• **Stated problem**: Arrange everything in the material below, from the line containing "of the beach" down to the line containing "(1017, 634)", as a numbered list, leaving out any blank lines.

• **Rows**:
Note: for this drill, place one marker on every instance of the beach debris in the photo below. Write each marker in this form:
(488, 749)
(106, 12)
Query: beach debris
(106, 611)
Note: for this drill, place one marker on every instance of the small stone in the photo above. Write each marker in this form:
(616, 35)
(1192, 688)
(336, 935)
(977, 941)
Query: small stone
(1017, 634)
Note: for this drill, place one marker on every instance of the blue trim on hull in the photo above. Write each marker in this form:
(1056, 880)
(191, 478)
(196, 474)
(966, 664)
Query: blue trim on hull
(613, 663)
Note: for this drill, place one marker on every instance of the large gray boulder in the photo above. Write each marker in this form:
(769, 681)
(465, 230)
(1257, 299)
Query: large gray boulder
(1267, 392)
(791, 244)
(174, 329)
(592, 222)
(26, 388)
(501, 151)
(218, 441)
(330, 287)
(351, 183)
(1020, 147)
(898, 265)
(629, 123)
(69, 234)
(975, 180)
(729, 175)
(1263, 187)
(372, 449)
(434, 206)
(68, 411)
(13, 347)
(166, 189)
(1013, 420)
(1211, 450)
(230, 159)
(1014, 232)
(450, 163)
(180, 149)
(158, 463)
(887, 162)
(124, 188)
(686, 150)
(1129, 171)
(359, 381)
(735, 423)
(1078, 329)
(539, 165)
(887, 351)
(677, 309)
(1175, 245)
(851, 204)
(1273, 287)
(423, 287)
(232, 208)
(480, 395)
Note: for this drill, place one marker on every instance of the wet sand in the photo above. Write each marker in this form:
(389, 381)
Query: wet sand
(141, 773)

--

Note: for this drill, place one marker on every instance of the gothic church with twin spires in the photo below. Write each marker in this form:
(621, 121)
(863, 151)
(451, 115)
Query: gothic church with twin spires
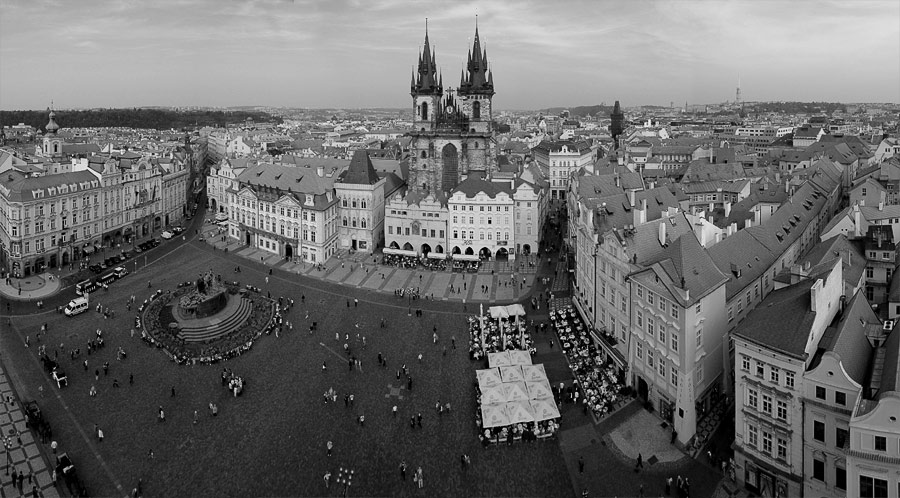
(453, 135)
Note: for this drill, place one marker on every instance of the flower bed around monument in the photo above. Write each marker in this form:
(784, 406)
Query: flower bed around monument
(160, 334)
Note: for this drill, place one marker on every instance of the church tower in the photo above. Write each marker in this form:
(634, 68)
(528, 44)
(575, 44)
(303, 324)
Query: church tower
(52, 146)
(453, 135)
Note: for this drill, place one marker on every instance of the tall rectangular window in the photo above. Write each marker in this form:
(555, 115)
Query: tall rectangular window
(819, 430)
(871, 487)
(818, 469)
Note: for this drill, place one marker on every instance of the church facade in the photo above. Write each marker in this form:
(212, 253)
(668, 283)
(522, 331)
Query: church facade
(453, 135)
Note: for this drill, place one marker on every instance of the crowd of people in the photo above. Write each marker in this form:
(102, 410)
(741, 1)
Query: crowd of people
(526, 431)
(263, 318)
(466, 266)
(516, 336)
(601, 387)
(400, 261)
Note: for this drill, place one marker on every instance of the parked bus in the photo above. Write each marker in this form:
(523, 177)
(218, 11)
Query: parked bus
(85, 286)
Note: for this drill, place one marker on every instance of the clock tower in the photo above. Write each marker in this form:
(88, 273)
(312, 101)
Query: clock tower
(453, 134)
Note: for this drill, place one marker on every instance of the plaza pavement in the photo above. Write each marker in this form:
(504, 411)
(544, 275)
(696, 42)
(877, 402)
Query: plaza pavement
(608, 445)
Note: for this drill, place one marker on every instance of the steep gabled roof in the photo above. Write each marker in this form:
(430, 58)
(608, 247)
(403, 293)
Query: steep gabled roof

...

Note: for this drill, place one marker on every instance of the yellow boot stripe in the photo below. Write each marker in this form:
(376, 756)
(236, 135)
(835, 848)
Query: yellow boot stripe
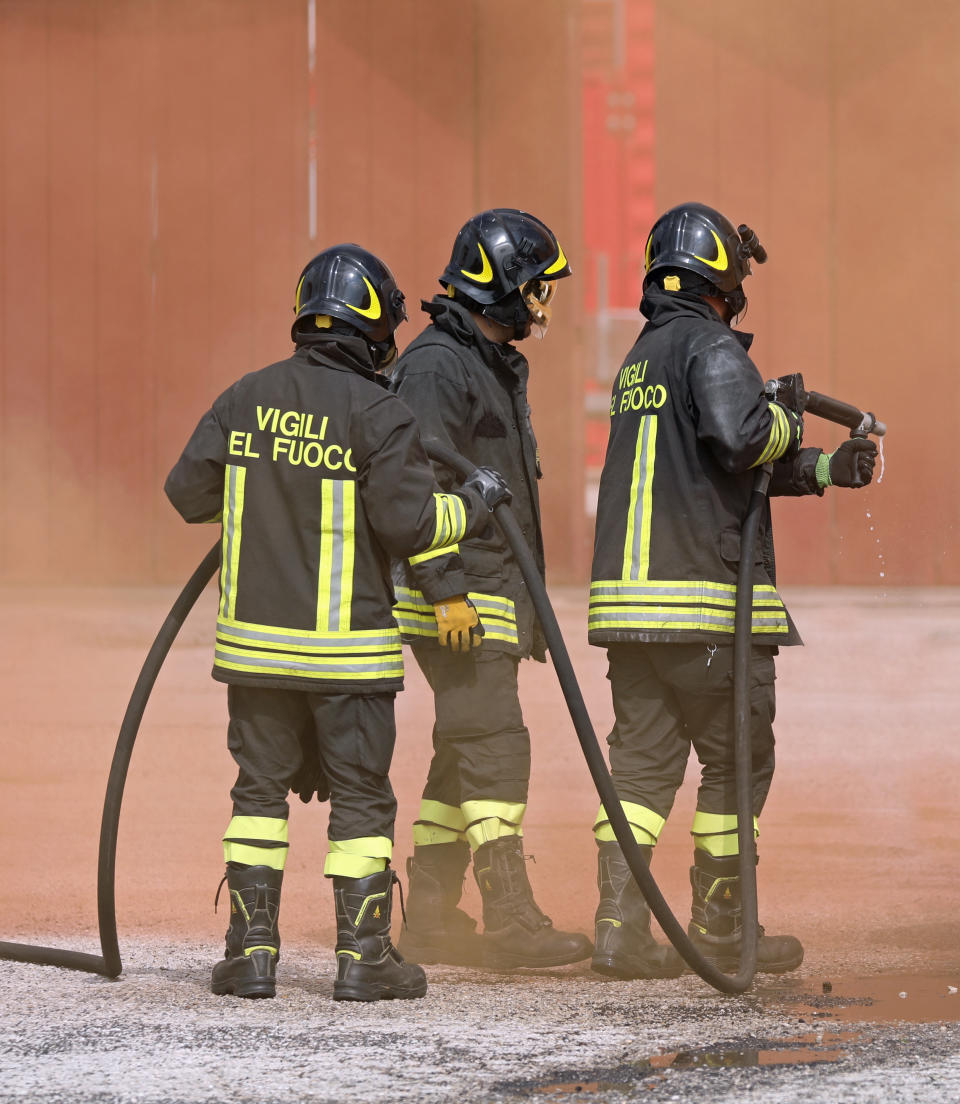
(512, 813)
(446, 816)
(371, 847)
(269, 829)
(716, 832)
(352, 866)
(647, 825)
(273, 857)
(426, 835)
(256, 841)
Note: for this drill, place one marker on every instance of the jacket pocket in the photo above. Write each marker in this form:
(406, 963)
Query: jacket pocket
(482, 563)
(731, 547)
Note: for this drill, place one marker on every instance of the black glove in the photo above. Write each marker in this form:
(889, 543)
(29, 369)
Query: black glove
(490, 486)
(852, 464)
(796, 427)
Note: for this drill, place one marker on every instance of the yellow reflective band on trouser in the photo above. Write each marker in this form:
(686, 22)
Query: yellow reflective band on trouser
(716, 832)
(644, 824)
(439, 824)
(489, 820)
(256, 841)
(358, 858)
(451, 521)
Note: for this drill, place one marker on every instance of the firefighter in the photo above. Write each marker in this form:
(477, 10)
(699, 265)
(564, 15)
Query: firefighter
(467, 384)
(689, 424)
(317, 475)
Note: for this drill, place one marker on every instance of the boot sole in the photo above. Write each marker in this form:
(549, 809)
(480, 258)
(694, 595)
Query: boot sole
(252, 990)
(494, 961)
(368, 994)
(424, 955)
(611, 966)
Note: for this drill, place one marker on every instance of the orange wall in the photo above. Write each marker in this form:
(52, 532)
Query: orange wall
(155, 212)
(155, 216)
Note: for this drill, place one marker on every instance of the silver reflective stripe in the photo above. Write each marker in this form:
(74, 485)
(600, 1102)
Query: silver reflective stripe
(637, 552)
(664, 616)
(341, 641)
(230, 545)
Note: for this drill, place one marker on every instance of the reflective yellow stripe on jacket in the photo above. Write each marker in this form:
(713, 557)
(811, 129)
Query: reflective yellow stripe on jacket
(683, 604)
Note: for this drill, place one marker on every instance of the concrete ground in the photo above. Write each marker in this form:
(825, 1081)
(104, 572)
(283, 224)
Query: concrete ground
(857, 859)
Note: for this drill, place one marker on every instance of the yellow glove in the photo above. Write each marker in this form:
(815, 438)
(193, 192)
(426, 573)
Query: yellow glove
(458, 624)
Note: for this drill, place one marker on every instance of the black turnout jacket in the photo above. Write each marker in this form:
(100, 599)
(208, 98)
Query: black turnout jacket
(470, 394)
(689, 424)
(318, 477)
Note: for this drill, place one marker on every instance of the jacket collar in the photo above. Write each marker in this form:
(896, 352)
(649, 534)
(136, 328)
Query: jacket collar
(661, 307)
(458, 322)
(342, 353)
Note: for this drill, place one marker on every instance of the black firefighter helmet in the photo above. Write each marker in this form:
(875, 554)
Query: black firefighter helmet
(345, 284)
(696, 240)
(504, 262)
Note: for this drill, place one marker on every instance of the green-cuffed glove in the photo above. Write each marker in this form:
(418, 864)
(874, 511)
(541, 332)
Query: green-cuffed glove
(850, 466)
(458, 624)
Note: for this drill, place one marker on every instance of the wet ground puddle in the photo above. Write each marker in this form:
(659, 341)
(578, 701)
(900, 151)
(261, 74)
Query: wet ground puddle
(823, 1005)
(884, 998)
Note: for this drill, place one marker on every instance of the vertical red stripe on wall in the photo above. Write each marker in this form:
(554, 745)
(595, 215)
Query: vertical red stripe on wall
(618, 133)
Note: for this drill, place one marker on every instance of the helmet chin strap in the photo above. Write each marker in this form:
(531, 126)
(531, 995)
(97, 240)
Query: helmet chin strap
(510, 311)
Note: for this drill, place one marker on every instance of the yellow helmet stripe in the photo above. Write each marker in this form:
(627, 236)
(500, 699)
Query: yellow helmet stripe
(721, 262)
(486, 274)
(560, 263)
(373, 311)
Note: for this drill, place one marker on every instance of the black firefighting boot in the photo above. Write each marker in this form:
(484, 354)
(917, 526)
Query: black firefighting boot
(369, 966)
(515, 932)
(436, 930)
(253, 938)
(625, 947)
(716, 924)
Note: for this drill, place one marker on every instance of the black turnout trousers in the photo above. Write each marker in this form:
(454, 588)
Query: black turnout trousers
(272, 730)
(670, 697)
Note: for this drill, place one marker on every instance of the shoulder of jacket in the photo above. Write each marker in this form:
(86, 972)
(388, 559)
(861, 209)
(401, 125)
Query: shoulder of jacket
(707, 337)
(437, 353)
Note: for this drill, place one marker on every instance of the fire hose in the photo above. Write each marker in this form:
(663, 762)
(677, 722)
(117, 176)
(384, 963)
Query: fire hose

• **Written response**:
1. Note: for this drill, place one marker on every instance of the beach debris in the photo below. Write each marker in this form:
2. (488, 749)
3. (106, 12)
4. Query: beach debris
5. (106, 611)
6. Note: for this drill, place one marker on every instance of the small stone in the photo above. Write each marker in this form:
7. (616, 35)
8. (1192, 688)
9. (336, 935)
10. (977, 941)
11. Query: small stone
12. (1017, 634)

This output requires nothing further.